## TEXT SEGMENT
===
The Michelson Interferometer, a clever optical device, allows us to split a beam of light and then recombine it, creating interference patterns that reveal a wealth of information about the light itself. It's the heart of many scientific instruments, and it's especially crucial in Fourier Transform Spectroscopy (FTS).

How a Michelson Interferometer Works

Imagine a beam of light hitting a "beam splitter"—a special mirror that transmits half the light and reflects the other half. This creates two separate beams.

• Beam 1: Travels to a fixed mirror, reflects back to the beam splitter.
• Beam 2: Travels to a movable mirror, reflects back to the beam splitter.

The two beams then recombine at the beam splitter and are directed towards a detector. The path length difference between the two beams determines whether they interfere constructively (bright) or destructively (dark).

The Interferogram: A Dance of Light and Dark

• Monochromatic Light (Single Color):
• If you use a laser, which emits a single wavelength (monochromatic light), you'll see a simple sinusoidal (wave-like) pattern as you move the movable mirror. This pattern, called an "interferogram," represents the intensity of the combined light as a function of the path length difference.
• When the path lengths are identical, the waves align perfectly (constructive interference), creating a bright spot. As you move the mirror, the path difference changes, and the waves start to cancel each other out (destructive interference), creating a dark spot. This oscillation between bright and dark creates the sine wave like interferogram.
===
## SET PROBLEM 1
Please arrange the records as a numbered list, leaving out blank lines and including nothing else. Begin at the line that contains "detect white rescue" and stop after the line that contains "[786,0,1456,818]".
The records have no connection to the interferometer text.

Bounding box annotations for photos
===
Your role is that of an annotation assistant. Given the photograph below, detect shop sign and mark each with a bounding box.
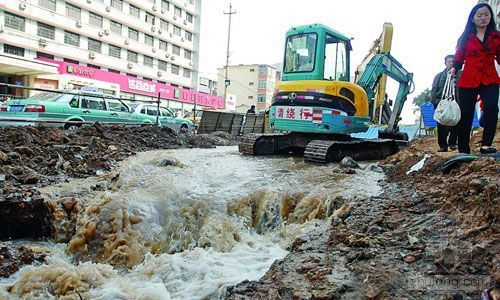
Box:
[128,78,156,93]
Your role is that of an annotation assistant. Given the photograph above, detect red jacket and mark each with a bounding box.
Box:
[453,31,500,88]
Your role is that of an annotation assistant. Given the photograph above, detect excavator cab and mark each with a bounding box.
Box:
[239,24,413,163]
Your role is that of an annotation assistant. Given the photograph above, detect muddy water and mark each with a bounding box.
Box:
[0,147,382,299]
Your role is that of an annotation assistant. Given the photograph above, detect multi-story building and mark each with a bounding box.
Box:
[0,0,224,111]
[217,64,281,113]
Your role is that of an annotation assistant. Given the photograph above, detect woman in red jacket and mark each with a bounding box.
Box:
[450,3,500,153]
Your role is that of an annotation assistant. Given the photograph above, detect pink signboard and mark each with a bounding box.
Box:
[37,57,224,109]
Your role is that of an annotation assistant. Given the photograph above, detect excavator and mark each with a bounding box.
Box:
[239,23,413,164]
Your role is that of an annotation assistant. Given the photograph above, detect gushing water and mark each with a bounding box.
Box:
[0,147,382,299]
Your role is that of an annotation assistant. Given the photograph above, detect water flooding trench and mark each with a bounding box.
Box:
[0,147,383,299]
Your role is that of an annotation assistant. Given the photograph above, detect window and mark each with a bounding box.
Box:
[172,65,179,75]
[172,45,181,55]
[38,0,56,11]
[146,13,155,25]
[109,45,122,58]
[174,6,182,18]
[111,0,123,10]
[64,30,80,47]
[128,28,139,41]
[66,2,82,20]
[127,50,138,63]
[109,20,122,35]
[160,40,168,51]
[144,34,154,46]
[286,33,316,75]
[129,4,141,19]
[144,55,153,68]
[158,60,167,71]
[161,0,170,10]
[323,34,349,81]
[36,22,56,40]
[88,38,102,53]
[3,44,24,56]
[5,12,26,31]
[81,95,106,110]
[160,20,168,31]
[174,25,181,36]
[89,12,102,28]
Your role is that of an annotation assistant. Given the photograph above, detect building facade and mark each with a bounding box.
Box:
[0,0,224,111]
[217,64,281,113]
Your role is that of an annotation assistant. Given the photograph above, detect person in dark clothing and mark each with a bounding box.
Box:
[431,55,457,152]
[450,3,500,153]
[247,105,255,114]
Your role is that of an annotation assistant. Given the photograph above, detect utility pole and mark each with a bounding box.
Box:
[224,2,236,107]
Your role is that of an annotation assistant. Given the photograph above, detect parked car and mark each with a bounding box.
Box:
[0,90,134,129]
[131,103,193,133]
[184,110,203,127]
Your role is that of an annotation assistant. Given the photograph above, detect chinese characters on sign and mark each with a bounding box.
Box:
[128,78,156,93]
[276,106,313,121]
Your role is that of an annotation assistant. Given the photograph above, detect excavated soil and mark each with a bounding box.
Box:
[226,130,500,299]
[0,123,237,276]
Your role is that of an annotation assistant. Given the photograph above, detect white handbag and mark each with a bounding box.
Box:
[434,74,461,126]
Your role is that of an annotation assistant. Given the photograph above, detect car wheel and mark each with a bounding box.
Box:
[64,123,82,131]
[179,124,189,133]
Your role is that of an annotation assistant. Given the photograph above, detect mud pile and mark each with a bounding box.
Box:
[226,130,500,299]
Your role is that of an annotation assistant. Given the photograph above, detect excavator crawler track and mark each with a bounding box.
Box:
[304,139,398,164]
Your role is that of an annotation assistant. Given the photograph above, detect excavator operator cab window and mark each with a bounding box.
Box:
[324,33,349,81]
[284,33,318,73]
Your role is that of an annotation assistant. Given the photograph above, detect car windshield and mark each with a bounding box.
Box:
[27,92,66,102]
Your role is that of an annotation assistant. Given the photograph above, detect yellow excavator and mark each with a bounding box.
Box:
[239,24,413,164]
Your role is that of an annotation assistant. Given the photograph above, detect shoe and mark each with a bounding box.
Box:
[479,146,497,154]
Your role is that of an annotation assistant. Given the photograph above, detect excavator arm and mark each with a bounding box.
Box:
[357,52,413,139]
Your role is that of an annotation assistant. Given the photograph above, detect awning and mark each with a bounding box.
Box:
[0,54,58,76]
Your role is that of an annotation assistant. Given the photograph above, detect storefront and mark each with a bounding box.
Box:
[34,58,224,110]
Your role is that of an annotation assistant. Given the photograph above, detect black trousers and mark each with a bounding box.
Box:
[434,104,458,149]
[457,84,498,153]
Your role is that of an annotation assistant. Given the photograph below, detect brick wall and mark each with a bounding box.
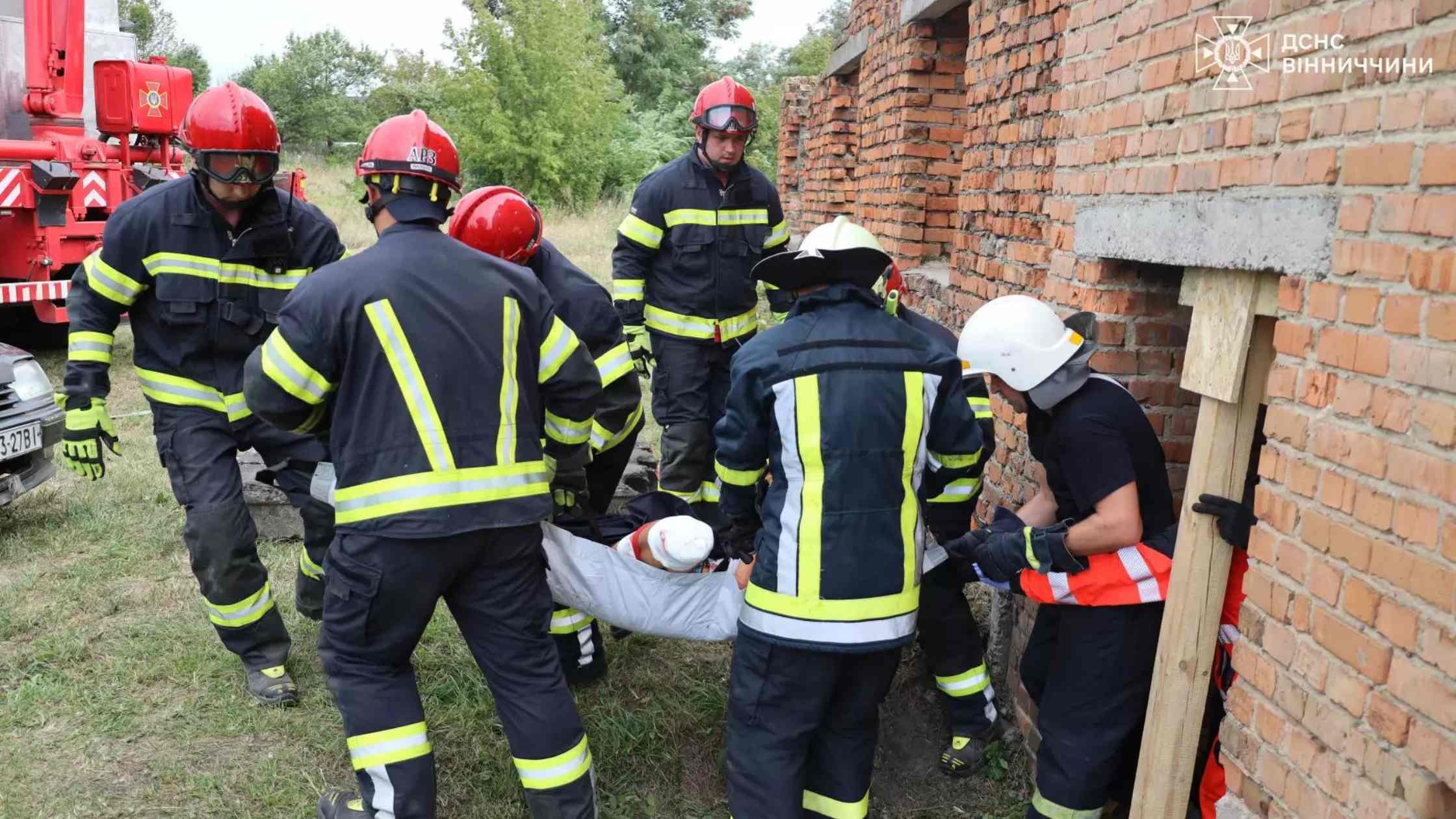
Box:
[785,0,1456,818]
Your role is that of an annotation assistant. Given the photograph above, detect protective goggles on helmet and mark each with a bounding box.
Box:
[192,150,278,185]
[697,105,759,131]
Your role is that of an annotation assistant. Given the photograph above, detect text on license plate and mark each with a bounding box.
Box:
[0,424,41,460]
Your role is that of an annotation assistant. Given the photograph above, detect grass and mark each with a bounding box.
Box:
[0,162,1026,819]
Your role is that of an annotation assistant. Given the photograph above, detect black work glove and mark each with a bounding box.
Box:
[941,506,1026,583]
[723,517,763,562]
[551,469,587,514]
[1193,493,1258,551]
[972,522,1087,583]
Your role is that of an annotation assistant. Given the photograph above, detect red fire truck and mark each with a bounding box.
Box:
[0,0,192,332]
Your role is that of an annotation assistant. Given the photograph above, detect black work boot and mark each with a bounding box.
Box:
[243,666,298,707]
[941,724,997,778]
[319,788,374,819]
[292,568,323,622]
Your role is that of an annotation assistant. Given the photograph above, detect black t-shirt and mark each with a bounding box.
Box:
[1026,374,1173,540]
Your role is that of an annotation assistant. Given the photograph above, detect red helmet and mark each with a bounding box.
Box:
[354,108,460,192]
[885,264,905,293]
[177,82,281,183]
[692,77,759,136]
[450,185,541,264]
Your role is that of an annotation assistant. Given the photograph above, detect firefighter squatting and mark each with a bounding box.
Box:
[57,77,1252,819]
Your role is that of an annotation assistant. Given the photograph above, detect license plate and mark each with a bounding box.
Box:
[0,424,41,460]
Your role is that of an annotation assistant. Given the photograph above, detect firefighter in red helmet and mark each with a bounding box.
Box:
[57,83,344,705]
[450,185,644,685]
[246,110,601,819]
[612,77,789,514]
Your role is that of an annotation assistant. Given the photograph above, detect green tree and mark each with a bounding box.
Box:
[236,29,384,144]
[118,0,213,93]
[168,42,213,93]
[777,0,849,82]
[365,51,454,125]
[601,0,753,110]
[439,0,626,204]
[118,0,179,60]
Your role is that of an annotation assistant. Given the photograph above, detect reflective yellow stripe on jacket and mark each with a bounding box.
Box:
[137,367,254,421]
[642,305,759,341]
[736,372,926,644]
[66,331,114,364]
[364,299,454,472]
[141,254,313,290]
[81,251,147,307]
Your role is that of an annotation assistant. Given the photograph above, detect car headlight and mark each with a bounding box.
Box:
[10,359,51,401]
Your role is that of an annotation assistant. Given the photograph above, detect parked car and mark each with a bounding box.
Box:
[0,344,66,506]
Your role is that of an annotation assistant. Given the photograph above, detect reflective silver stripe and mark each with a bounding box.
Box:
[551,612,591,631]
[333,469,549,513]
[1117,547,1164,603]
[545,412,591,443]
[597,341,632,387]
[773,379,803,596]
[907,373,941,556]
[536,317,577,384]
[364,765,395,819]
[263,333,329,404]
[738,604,918,645]
[577,622,597,668]
[1047,571,1078,604]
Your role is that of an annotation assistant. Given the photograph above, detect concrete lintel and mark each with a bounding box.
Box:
[824,26,869,76]
[1073,194,1340,276]
[900,0,965,25]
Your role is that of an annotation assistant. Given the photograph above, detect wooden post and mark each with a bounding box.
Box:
[1131,268,1279,819]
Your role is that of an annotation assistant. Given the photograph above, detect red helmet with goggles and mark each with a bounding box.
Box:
[177,82,281,185]
[450,185,541,265]
[692,77,759,136]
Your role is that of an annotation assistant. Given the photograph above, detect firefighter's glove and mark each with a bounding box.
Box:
[551,469,587,514]
[1193,493,1258,549]
[57,395,121,481]
[941,506,1026,583]
[971,522,1086,583]
[723,516,763,562]
[621,324,656,376]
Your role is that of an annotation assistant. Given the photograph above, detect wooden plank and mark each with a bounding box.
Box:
[1131,316,1274,819]
[1182,268,1260,404]
[1178,266,1281,317]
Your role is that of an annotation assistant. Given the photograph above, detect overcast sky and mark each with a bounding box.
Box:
[163,0,830,83]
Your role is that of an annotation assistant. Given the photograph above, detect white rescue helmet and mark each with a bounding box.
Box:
[957,296,1086,392]
[753,216,894,290]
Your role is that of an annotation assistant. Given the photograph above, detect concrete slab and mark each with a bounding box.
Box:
[1074,194,1340,276]
[824,28,871,76]
[900,0,965,25]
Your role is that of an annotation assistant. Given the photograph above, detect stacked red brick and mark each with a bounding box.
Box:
[786,0,1456,818]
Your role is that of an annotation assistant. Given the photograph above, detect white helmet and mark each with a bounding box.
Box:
[957,296,1086,392]
[753,216,894,290]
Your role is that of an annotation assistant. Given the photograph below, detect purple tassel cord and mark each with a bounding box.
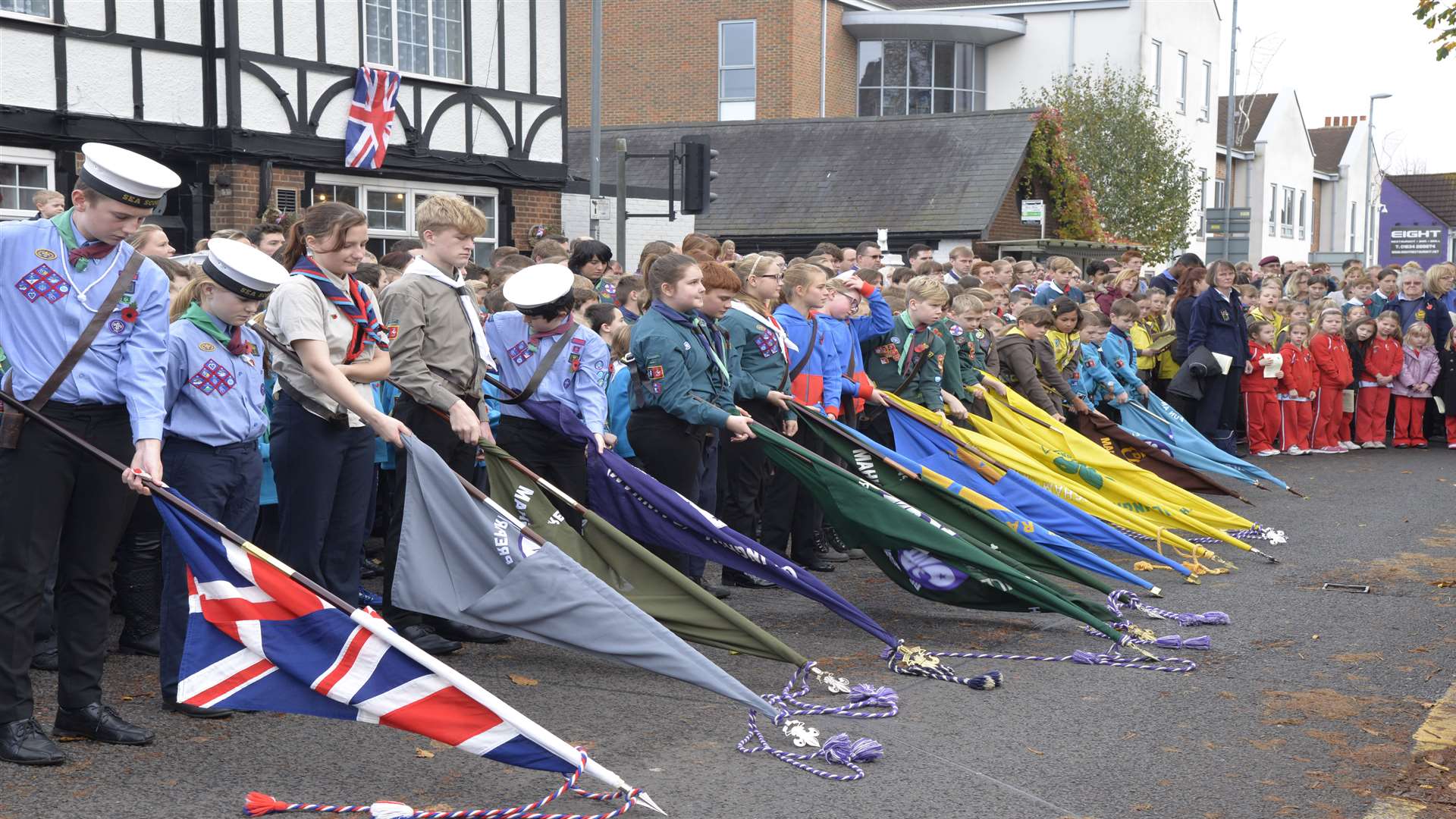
===
## SET PROBLEM 2
Return the part of the interferometer text that begins at the words "The Interferogram: A" and stops after "wave like interferogram.", copied word for word.

## EXPECTED ANSWER 1
1. Your role is that of an annotation assistant. Given the photograph above, detect white rescue helmet and mark each with a bounding box.
2. Box:
3. [957,296,1086,392]
4. [753,216,894,290]
5. Your role is that of an annotation assistant. Given the photograph above, detect concrete slab and mark each with a bounding box.
6. Box:
7. [1074,194,1340,276]
8. [824,28,871,76]
9. [900,0,965,25]
10. Your role is that of an annotation assistant. Given the photograph above, detect stacked red brick and mark each with a bounding box.
11. Box:
12. [786,0,1456,818]

## EXPECTED ANSWER 2
The Interferogram: A Dance of Light and Dark

• Monochromatic Light (Single Color):
• If you use a laser, which emits a single wavelength (monochromatic light), you'll see a simple sinusoidal (wave-like) pattern as you move the movable mirror. This pattern, called an "interferogram," represents the intensity of the combined light as a function of the path length difference.
• When the path lengths are identical, the waves align perfectly (constructive interference), creating a bright spot. As you move the mirror, the path difference changes, and the waves start to cancel each other out (destructive interference), creating a dark spot. This oscillation between bright and dark creates the sine wave like interferogram.